## GIVEN PROBLEM A
Rewrite every line of the listing below, substituting "reduced polygon" for "simplified polygon" and changing nothing else. Leave the pictures out of your answer.

## TEXT SEGMENT
Mutual Funds

What is a Mutual Fund?

A mutual fund pools investors’ money and invests them in securities, such as bonds, stocks, short-term money market instruments, or other investments, that then become part of its portfolio. It is usually overseen by a registered investment advisor that is tasked with allocating the assets in the fund and trying to earn income for investors.

Investing in a mutual fund can give a retail investor a chance to get involved at a reasonable cost in a diversified portfolio of investments that is professionally managed. Not only that, but mutual fund investments tend to be liquid with shares redeemable at the investor’s discretion.

A mutual fund’s value will depend on how the securities in its portfolio perform, and its investors’ losses or gains will be proportionate to their participation. A few ways that mutual fund investors can make money:

  • Through dividends on stock and interest on the bonds in the mutual fund’s portfolio. This is known as dividend payments.
  • Via capital gains, which is when the fund sells securities that have seen a price increase.
  • By selling your mutual fund shares for profit in the market if the holdings in the fund have gone up in price and the fund manager has opted not to sell them. This is known as an increased Net Asset Value (NAV).
Examples of Different Types of Mutual Funds
  • Fixed-Income Funds: This investment type concentrates on investments that pay an established return rate and seeks to generate interest income.

## GIVEN PROBLEM B
Summarize the text on mutual funds in two sentences.

(Records)
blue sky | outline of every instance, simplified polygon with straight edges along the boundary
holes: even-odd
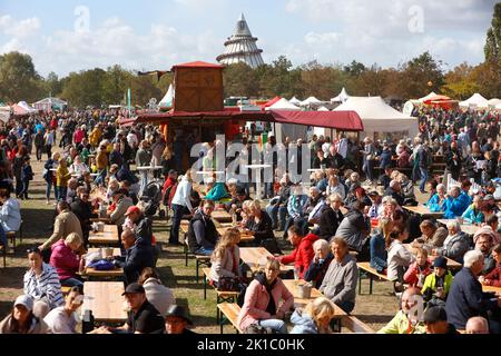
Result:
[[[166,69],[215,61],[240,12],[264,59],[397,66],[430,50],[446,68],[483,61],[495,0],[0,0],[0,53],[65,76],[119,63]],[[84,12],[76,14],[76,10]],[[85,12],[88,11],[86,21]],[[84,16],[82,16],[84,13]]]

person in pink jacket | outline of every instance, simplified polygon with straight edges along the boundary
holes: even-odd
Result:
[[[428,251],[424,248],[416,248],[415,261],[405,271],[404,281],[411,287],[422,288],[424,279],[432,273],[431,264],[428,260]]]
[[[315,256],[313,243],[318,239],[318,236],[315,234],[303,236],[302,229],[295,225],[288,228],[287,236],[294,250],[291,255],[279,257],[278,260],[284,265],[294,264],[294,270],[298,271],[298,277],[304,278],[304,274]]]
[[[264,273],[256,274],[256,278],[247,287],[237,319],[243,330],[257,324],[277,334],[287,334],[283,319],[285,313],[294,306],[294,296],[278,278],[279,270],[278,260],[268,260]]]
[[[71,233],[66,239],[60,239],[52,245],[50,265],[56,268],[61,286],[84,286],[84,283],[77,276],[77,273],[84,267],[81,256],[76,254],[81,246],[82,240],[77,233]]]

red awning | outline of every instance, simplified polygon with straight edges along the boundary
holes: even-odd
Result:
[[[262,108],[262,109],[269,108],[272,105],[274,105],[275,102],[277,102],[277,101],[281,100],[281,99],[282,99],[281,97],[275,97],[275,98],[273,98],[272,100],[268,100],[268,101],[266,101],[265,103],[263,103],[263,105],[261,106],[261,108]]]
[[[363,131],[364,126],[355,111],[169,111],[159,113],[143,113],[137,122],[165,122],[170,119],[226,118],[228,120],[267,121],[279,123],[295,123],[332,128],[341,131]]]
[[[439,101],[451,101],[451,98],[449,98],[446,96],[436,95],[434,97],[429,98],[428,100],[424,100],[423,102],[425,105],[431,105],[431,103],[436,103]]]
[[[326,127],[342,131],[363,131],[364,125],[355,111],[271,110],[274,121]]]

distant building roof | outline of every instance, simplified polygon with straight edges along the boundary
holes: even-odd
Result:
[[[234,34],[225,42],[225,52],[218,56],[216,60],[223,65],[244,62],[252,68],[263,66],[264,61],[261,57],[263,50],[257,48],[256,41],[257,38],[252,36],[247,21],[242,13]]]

## ANSWER A
blue sky | outline of every instance, reduced polygon with straight edges along the boundary
holes: even-odd
Result:
[[[166,69],[215,61],[240,12],[264,59],[397,66],[430,50],[446,68],[483,61],[495,0],[0,0],[0,53],[65,76],[119,63]],[[84,12],[76,14],[76,10]],[[85,12],[88,11],[86,21]],[[84,16],[82,16],[84,13]]]

person in pink jacket | outline of every instance, reduced polygon with straight edges along the boundary
holes: even-odd
Result:
[[[428,251],[424,248],[416,248],[415,261],[405,271],[404,281],[411,287],[422,288],[424,279],[432,273],[431,264],[428,260]]]
[[[315,256],[313,243],[318,239],[318,236],[315,234],[303,236],[302,229],[295,225],[288,228],[287,236],[294,250],[291,255],[279,257],[278,260],[284,265],[294,264],[294,270],[298,271],[298,277],[304,278],[304,274]]]
[[[264,273],[256,274],[256,278],[247,287],[237,319],[243,330],[257,324],[277,334],[287,334],[283,319],[285,313],[294,306],[294,296],[278,278],[279,270],[278,260],[268,260]]]
[[[71,233],[66,239],[60,239],[52,245],[50,265],[56,268],[61,286],[84,286],[84,283],[77,276],[77,273],[84,267],[81,256],[76,254],[81,246],[82,240],[77,233]]]

red awning | outline of every instance, reduced polygon with straight edges along the boundary
holes: even-odd
Result:
[[[262,108],[262,109],[269,108],[272,105],[274,105],[275,102],[277,102],[277,101],[281,100],[281,99],[282,99],[281,97],[275,97],[275,98],[273,98],[272,100],[268,100],[268,101],[266,101],[265,103],[263,103],[263,105],[261,106],[261,108]]]
[[[363,131],[364,126],[355,111],[169,111],[159,113],[143,113],[137,122],[165,122],[170,119],[226,118],[228,120],[267,121],[279,123],[295,123],[332,128],[341,131]]]
[[[439,101],[451,101],[451,98],[449,98],[446,96],[436,95],[434,97],[429,98],[428,100],[424,100],[423,102],[425,105],[431,105],[431,103],[436,103]]]
[[[326,127],[342,131],[363,131],[364,125],[355,111],[271,110],[274,121]]]

distant building roof | outline of every instance, reduced polygon with straight edges along the boundary
holes: even-odd
Result:
[[[234,34],[225,42],[225,52],[218,56],[216,60],[223,65],[244,62],[252,68],[263,66],[264,61],[261,57],[263,50],[257,48],[256,41],[257,38],[252,36],[247,21],[242,13]]]

## ANSWER B
A mutual fund pools investors' money into a portfolio of securities such as stocks and bonds, usually overseen by a registered investment advisor, giving retail investors affordable access to a diversified, professionally managed portfolio whose shares can be redeemed at the investor's discretion. Investors gain or lose in proportion to their participation and can earn money through dividend payments, capital gains, or an increased Net Asset Value.